───── RECORDS
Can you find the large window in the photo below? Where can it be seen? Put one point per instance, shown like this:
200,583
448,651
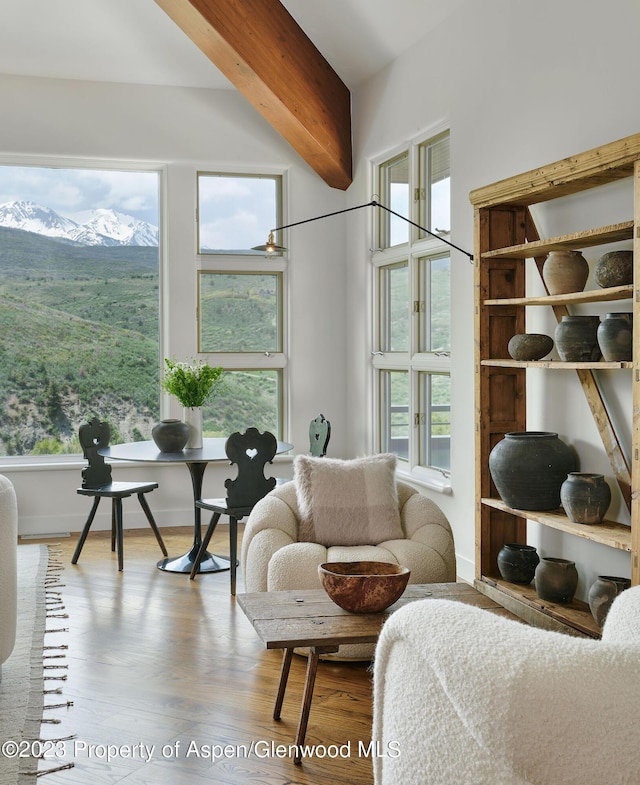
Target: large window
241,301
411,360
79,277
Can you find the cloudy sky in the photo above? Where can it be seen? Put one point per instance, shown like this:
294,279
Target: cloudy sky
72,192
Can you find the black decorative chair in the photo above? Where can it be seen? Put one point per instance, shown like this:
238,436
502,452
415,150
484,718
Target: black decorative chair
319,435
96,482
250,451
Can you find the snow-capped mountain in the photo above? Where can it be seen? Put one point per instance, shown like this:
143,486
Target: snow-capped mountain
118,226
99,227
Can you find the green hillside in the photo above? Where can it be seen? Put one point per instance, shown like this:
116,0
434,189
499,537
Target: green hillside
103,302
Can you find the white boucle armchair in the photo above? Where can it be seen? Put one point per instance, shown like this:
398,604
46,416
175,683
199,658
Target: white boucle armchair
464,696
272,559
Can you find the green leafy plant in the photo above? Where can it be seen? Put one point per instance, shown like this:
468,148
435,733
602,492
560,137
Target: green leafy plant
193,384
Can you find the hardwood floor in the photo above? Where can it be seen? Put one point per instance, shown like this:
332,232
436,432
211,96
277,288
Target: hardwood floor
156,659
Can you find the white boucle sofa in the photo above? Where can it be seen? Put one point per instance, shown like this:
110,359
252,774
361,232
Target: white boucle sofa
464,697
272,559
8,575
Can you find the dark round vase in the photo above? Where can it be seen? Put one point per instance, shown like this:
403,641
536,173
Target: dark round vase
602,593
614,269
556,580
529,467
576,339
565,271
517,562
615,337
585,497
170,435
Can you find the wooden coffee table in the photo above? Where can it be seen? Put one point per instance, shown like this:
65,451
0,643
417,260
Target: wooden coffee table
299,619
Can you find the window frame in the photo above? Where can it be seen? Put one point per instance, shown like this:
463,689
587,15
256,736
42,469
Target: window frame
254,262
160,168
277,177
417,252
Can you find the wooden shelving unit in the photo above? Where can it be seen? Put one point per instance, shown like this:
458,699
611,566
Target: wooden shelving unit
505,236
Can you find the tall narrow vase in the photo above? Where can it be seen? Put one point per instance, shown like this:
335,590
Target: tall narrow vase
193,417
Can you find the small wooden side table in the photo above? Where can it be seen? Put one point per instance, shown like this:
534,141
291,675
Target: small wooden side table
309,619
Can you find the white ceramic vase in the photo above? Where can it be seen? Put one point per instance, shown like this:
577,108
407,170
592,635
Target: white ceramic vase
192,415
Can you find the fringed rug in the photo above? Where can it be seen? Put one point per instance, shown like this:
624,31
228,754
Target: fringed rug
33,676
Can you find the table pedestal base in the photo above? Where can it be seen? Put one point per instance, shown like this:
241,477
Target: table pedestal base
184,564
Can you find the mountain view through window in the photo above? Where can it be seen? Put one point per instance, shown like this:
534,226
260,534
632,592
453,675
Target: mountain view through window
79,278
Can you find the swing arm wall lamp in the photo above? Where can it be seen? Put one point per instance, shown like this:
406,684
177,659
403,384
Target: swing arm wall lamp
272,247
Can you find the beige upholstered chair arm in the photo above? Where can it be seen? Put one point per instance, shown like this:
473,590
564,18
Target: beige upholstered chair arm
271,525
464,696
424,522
──────────
REQUIRED TASK
All the lines above are to be reproduced exactly, except the pictures.

ANSWER TO THE TASK
Can you find the large window in the photo below? Where can it be seen? Put one point per instance, shown like this:
200,583
448,651
Target: large window
241,301
411,360
79,277
Can you find the cloudy sky in the photo above? Where can it be seen? Put one point per instance, shown like this:
294,279
Target: cloudy sky
72,192
Can you find the black decorative chair in the photo above? Where can it be seen? Put one point per instance, shown like this:
238,436
502,452
415,150
484,718
Target: black decorative chair
319,435
96,482
250,451
Can you find the snow-capped mountain in the photo above? Where can it be seen? Put one point per instance, shown like this:
143,486
Target: snow-capped mountain
118,226
99,227
Can you find the green hillside in the photo above? Where can it be seen? Put one point per instance, shown like this:
116,0
434,189
499,537
Target: green hillside
103,302
Can you find the white boucle armchair in the photo above? Where can it be seen? Put one point per instance, shown like this:
398,604
46,416
175,683
199,658
Target: white boucle armchair
464,696
272,559
Can you find the green leafy plant in the photo above? Where can it be seen? Put one point per instance, shown like this:
468,148
435,733
602,492
560,137
Target: green leafy plant
193,384
Can you find the hardwood floor in the photo above? Where can it be seen? Put one point per instance, shown like this:
332,232
436,432
211,96
277,288
Target: hardwood floor
156,659
Can you find the white boucle sofa in the photo above? Where can it be seen? Put one point per instance, shown like this:
110,359
252,774
361,232
Target: white boucle sofa
464,697
272,559
8,575
Can you find the dark round vase in the photo above? Where can it be seen? Put one point per instance, shown like this:
403,641
536,173
Target: dark round vase
602,593
614,269
556,580
529,467
576,339
565,271
517,562
615,337
585,497
170,435
Can you find the wooden coffee table in the photo above? Where can it be seen? Put one point per instance, shown like this:
65,451
0,643
417,260
Target: wooden coffee table
299,619
Can you find the window frame in the photo above? Where can it be seen? Put one point per instance, shown like this:
463,689
587,15
256,736
42,469
Target: window frame
254,262
160,168
277,177
417,252
Can you find the wooden shelving unit in the photo above? Where can it be seen? Put one point per instance, shown like this:
458,699
611,566
Target: wooden shelving unit
505,236
Can you find the tall narrow vase in the photo above? Where can it be seen? Put one point per instance, shown like this:
335,590
Target: tall narrow vase
193,417
Can you find the small wooden side table in the photo above? Where can it be seen? Put one point per instance, shown like this:
534,141
291,675
Target: small wooden side table
309,619
Can you find the white ceramic vase in the photo above? Where can it be seen? Put one point per instance, shown like this:
577,108
407,170
592,635
Target: white ceramic vase
192,415
Can you find the fringed rug in the photo above? Where can it be seen? Put one point per instance, shown like this:
624,31
228,754
Target: fringed rug
33,676
Can you find the table pedestal base in the photo above? Where can it be seen? Put one point per instance, shown like this:
241,477
Target: table pedestal base
184,564
Can you find the mountain view through window in the photo above? Where can it be seen? Put one point per instance, shown like this:
534,226
260,534
632,592
453,675
Target: mountain view through window
79,278
Can you find the swing arm wall lamp in the photo above? Where can it be seen? Put one point per instance, shown like this:
406,684
177,659
403,384
Target: swing arm wall lamp
272,247
Can you find the beige upholstered chair arm in the photo above? Where can it be seen? Put one point per instance, shown like this:
473,590
564,18
Target: beige upholstered chair arm
271,525
464,696
424,522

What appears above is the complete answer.